◆ Written instruction ◆
According to the interview excerpt, who conceived Cloud Ink Press?

Since graduating, you’ve become highly involved in Cloud Ink Press, a writers’ cooperative initiated by your AUT Creative Writing masters’ colleagues. What can you tell us about this fledgling indie press, and its plans for the future?

New Zealand has been hit really hard by the global fall of the bookstore. That’s because of our small market and the ridiculous price of shipping books out here. Cloud Ink was conceived by a group of AUT MCW grads as a way to get our books published, considering the slim-to-none chances a NZ writer has of being picked up by a publisher – either here or overseas.
We’re slowly learning and making smaller mistakes, and we’ve begun setting our sights on getting our books into overseas markets. We’re trying our hand at historical fiction at the moment. Watch this space!

You also trained as an English teacher. Does that make you a grammar Nazi?

LOL. I’ve never been detail-oriented. As a teacher, I always subscribed to the idea that so long as the errors aren’t intrusive, they don’t exist. I’d make a terrible copy editor. Though teaching high school has done wonders for helping me get inside the heads of nasty and confusing fictional characters and making them a little more realistic. And that’s just from working with the teachers…

The Firewall series is a world-building extravaganza with different characters taking a staring role in each book. That’s an ambitious project for a debut writer! Did you take your cue from a like series? What was your inspiration?

◆ Listing ◆
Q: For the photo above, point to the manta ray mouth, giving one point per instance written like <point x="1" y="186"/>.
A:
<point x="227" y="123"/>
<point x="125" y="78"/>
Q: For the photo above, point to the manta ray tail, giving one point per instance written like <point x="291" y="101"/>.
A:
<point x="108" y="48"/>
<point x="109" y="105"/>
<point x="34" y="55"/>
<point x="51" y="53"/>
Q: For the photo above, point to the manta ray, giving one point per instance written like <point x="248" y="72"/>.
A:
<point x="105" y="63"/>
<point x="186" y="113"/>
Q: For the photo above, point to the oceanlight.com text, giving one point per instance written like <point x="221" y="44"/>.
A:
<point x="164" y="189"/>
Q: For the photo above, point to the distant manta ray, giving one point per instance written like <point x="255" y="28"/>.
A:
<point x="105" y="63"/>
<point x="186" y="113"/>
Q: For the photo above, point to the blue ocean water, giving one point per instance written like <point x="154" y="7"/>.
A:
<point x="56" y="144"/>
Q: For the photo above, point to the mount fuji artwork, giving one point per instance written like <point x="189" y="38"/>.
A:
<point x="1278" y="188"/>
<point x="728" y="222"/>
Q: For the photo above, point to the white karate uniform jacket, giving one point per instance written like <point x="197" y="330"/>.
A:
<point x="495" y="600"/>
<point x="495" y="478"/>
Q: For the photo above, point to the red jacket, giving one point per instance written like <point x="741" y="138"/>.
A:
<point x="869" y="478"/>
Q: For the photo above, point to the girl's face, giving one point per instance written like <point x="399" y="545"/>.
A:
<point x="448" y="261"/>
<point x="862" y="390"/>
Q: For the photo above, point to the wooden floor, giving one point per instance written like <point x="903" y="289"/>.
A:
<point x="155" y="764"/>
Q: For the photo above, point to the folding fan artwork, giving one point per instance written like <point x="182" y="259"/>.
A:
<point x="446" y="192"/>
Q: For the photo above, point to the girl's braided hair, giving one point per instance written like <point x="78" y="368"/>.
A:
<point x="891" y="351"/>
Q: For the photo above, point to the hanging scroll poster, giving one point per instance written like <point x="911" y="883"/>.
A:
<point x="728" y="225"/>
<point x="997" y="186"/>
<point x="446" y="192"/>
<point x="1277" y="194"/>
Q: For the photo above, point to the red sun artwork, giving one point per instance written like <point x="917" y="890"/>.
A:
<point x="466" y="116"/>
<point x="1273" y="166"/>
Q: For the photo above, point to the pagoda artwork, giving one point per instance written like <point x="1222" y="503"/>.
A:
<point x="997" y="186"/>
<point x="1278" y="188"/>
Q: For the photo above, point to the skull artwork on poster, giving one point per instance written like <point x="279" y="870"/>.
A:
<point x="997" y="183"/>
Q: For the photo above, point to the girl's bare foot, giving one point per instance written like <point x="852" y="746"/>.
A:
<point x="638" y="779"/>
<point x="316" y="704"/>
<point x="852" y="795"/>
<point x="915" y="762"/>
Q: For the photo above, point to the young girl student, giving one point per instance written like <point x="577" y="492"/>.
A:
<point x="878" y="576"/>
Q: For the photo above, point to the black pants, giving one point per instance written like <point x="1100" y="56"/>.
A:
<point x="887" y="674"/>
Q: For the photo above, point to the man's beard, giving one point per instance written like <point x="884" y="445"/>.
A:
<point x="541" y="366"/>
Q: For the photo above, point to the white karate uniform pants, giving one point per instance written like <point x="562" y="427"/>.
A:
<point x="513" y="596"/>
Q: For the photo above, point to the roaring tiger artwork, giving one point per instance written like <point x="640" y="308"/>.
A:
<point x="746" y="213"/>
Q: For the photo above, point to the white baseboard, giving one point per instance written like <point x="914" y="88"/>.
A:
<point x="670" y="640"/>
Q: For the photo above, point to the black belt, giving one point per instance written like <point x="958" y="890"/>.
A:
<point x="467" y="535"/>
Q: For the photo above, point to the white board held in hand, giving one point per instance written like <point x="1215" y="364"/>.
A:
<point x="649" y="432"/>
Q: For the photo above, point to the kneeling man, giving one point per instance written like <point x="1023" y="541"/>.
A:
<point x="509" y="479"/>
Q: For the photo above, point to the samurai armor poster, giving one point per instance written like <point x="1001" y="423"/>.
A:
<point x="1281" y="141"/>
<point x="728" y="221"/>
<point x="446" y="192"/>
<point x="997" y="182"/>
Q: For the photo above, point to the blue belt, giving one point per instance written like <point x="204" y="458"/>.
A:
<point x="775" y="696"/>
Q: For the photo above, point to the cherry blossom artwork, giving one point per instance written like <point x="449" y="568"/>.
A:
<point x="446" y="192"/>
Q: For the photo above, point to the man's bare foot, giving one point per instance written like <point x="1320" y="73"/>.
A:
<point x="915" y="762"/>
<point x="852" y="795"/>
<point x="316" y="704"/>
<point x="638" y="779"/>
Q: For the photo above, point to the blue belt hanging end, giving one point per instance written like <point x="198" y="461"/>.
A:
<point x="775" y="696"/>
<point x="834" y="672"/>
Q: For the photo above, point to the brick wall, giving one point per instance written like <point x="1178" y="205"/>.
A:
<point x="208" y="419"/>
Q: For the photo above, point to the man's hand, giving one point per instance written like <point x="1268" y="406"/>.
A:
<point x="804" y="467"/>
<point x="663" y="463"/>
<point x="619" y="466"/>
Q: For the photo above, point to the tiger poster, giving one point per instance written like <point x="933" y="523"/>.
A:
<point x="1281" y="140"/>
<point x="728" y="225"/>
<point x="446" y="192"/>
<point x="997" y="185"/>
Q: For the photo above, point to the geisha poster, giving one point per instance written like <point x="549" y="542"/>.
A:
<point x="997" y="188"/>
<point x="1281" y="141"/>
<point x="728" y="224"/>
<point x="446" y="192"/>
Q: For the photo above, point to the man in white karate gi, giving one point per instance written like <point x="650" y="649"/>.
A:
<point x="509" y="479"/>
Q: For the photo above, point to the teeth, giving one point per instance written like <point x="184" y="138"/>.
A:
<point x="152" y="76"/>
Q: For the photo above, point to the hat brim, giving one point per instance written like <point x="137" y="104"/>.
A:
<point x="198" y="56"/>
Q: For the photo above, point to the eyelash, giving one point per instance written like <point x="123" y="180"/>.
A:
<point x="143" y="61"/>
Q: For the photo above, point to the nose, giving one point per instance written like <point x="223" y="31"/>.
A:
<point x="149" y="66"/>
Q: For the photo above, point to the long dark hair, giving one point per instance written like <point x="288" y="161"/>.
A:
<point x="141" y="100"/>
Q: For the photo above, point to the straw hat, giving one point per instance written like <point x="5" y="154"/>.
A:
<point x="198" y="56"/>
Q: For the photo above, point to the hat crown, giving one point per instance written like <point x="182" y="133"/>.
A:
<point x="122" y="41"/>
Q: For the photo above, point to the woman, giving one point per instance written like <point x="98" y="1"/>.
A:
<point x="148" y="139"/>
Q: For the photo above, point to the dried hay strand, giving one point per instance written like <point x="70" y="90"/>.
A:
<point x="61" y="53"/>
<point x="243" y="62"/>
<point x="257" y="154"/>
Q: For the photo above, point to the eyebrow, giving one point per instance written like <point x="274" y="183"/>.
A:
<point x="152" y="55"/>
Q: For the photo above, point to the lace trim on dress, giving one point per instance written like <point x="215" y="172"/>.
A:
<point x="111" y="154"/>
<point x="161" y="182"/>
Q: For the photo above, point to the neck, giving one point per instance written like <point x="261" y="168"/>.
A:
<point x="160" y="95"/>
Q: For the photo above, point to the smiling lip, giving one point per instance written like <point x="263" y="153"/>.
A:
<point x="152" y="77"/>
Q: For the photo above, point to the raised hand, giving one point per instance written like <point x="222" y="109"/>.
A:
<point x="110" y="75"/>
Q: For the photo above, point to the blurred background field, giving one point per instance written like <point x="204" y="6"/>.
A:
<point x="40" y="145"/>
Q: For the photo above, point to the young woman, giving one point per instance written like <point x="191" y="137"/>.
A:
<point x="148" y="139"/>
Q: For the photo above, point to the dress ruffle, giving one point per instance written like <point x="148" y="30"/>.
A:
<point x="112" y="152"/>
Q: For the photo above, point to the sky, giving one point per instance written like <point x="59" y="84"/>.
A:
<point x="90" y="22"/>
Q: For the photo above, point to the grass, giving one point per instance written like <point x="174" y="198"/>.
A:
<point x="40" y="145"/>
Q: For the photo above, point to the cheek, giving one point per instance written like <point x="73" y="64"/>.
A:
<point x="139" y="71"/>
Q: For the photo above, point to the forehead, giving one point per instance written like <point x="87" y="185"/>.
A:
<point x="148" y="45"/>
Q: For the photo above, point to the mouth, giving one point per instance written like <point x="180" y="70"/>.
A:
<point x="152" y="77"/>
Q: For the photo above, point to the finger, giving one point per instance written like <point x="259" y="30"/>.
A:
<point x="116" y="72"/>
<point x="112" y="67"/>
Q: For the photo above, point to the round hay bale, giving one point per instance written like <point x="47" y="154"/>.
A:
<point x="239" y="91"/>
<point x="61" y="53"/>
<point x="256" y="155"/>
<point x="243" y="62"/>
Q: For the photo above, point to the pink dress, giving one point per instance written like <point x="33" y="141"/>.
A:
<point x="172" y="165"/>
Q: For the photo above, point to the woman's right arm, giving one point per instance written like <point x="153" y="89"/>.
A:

◆ Written answer ◆
A group of AUT MCW grads.